Document excerpt:
- - - -
Remove All Adjacent Duplicates in String II: Stack-Based Character Counting

May 28, 20265 min read

leetcodeproblemmediumstringsstacks

Remove All Adjacent Duplicates in String II is LeetCode 1209, rated Medium. You are given a string s and an integer k. Repeatedly remove groups of k adjacent identical characters until no more removals are possible, then return the final string. For example, with s = "deeedbbcccbdaa" and k = 3, the result is "aa".

If you have solved Remove All Adjacent Duplicates in String (the easy version where k = 2), this is the natural next step. The same stack intuition applies, but you need a small twist to handle arbitrary group sizes.

Groups of 3+ identical adjacent characters (red) are removed repeatedly. The stack tracks each character and its consecutive count. When a count hits k=3, that entry is popped. Final result: "aa".

Why this problem matters

This problem teaches you how to extend a basic stack pattern to track additional state. The easy version only needed to compare two adjacent characters. Here, you need to count consecutive characters and only remove when the count reaches k. That counting extension is a pattern you will see in many stack problems where simple equality checks are not enough.

It also demonstrates cascading removals. Removing one group can bring previously separated characters together, forming a new group that also needs to be removed. A stack handles these cascading effects naturally because popping an entry exposes the entry beneath it, which may now merge with the next incoming character.

The key insight

The naive approach is to scan the string, find a group of k adjacent duplicates, remove it, and repeat. Each scan takes O(n) time, and in the worst case you might need O(n/k) rounds of scanning. That gives O(n^2/k) overall, which is too slow for large inputs.

The insight is to process the string in a single pass using a stack, but instead of pushing individual characters, push pairs of (character, count). When you encounter a character that matches the top of the stack, increment the count. When you encounter a different character, push a new pair with count 1.
- - - -
Records:
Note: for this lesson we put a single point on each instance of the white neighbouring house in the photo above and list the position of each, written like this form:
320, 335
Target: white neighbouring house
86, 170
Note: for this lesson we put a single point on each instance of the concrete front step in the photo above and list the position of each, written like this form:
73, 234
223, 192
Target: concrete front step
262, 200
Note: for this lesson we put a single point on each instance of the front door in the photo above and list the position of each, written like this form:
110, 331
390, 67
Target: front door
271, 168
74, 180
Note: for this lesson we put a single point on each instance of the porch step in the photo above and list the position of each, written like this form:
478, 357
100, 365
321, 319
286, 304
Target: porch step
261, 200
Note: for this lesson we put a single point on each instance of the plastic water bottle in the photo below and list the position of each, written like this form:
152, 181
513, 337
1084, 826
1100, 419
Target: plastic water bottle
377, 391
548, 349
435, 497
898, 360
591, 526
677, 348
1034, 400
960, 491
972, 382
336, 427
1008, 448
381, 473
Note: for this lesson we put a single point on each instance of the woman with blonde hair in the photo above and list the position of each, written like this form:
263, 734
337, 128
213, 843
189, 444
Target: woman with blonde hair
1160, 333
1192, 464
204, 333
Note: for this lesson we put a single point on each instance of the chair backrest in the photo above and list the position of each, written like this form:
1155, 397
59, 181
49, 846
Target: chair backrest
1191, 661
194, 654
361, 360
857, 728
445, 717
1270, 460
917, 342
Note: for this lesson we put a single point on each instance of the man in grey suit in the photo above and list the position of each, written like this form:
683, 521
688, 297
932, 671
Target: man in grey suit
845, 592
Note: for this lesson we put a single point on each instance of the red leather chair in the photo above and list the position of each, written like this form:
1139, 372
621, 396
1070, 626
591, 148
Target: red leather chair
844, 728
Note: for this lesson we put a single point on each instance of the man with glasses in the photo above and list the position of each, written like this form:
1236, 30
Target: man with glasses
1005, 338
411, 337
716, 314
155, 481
- - - -
Requirements:
1: According to the article on removing adjacent duplicates, why does a stack handle cascading removals naturally? Answer in one to three sentences.
2: Carry the article on removing adjacent duplicates forward from its last sentence.

Task results:
1: Removing one group can bring previously separated characters together into a new group that also has to be removed. Popping a stack entry exposes the entry beneath it, and that entry may then merge with the next incoming character.

2:
The moment any entry's count reaches k, pop it immediately. That removal might expose the entry below it, and if the next character in the input matches that entry, the count keeps growing. This handles cascading removals without ever rescanning. Each character is pushed at most once and popped at most once, giving O(n) total time.

The solution

def removeDuplicates(s: str, k: int) -> str:
    stack = []
    for ch in s:
        if stack and stack[-1][0] == ch:
            stack[-1][1] += 1
            if stack[-1][1] == k:
                stack.pop()
        else:
            stack.append([ch, 1])
    return ''.join(ch * count for ch, count in stack)

stack = []: Each entry will be a [character, count] pair tracking a run of identical characters.
for ch in s: Walk through the string one character at a time.
if stack and stack[-1][0] == ch: If the stack is non-empty and the top character matches the current one, we are extending an existing run.
stack[-1][1] += 1: Increment the count for the current run.
if stack[-1][1] == k: The moment the count hits k, we have found a group of k adjacent duplicates.
stack.pop(): Remove the entire group. This may expose the entry below, enabling cascading merges on the next iteration.
stack.append([ch, 1]): If the character does not match the top, start a new run with count 1.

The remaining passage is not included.